§ **Problem statement**:
Can you write out the entire listing below, line for line, with nothing added or left out?

§ **Exercise data**:

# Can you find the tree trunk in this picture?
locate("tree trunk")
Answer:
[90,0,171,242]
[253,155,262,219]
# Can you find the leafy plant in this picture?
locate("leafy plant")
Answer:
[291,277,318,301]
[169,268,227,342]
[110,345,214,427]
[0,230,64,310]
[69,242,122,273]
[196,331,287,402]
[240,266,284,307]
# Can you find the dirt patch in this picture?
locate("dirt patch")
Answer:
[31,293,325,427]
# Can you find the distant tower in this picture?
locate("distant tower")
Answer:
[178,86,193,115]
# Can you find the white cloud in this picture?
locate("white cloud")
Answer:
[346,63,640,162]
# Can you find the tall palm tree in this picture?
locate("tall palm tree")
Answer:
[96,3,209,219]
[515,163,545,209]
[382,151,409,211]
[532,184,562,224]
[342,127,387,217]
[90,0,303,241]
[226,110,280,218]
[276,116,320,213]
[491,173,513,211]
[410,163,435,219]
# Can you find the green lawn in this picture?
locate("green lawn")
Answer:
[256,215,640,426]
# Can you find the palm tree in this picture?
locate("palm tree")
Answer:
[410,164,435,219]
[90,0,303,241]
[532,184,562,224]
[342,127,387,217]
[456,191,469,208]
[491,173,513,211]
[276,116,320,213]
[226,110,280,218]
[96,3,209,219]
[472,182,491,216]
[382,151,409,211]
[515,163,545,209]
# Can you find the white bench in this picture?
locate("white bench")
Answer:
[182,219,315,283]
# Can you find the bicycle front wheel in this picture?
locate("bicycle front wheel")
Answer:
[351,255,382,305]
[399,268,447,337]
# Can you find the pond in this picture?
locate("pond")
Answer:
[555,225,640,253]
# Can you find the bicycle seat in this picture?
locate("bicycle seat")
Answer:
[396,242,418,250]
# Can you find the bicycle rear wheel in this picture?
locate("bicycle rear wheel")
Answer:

§ **Problem solution**:
# Can you find the tree trunk in this picture?
locate("tree trunk")
Answer:
[90,0,171,242]
[253,155,262,219]
# Can you find the leafy plant in this picture?
locate("leafy plant")
Answer:
[291,277,318,301]
[169,268,227,342]
[110,345,214,427]
[0,230,64,310]
[69,242,122,273]
[196,331,287,402]
[240,266,284,307]
# Can you find the dirt patch in this picture?
locate("dirt patch")
Answer:
[31,293,325,427]
# Can you find the distant tower in this picture?
locate("distant tower")
Answer:
[178,86,193,115]
# Can you find the white cloud in this picture?
locate("white cloud")
Answer:
[346,63,640,162]
# Can you find the tall palm tree in this picture?
locate("tall palm tree")
Answer:
[96,3,209,219]
[515,163,545,209]
[382,151,409,211]
[532,184,562,224]
[342,127,387,217]
[90,0,303,241]
[226,110,280,218]
[276,116,320,213]
[491,173,513,211]
[410,163,435,219]
# Can you find the green lawn in this picture?
locate("green lawn")
Answer:
[256,215,640,426]
# Can you find the palm tree in this picture?
locate("palm tree")
Answer:
[410,164,435,219]
[90,0,303,241]
[532,184,562,224]
[342,127,387,217]
[456,191,469,208]
[491,173,513,211]
[276,116,320,213]
[226,110,280,218]
[96,3,209,219]
[472,182,491,216]
[382,151,409,211]
[515,163,545,209]
# Can you find the white bench in this picture?
locate("white bench")
Answer:
[182,219,315,283]
# Can you find the bicycle front wheel in this picture?
locate("bicycle front wheel")
Answer:
[351,255,382,305]
[399,268,447,337]
# Can you find the pond in this picture?
locate("pond")
Answer:
[555,225,640,253]
# Can you find the bicycle seat in this picture?
locate("bicycle seat")
Answer:
[396,242,418,250]
# Can you find the bicycle rear wheel in this picture?
locate("bicycle rear wheel")
Answer:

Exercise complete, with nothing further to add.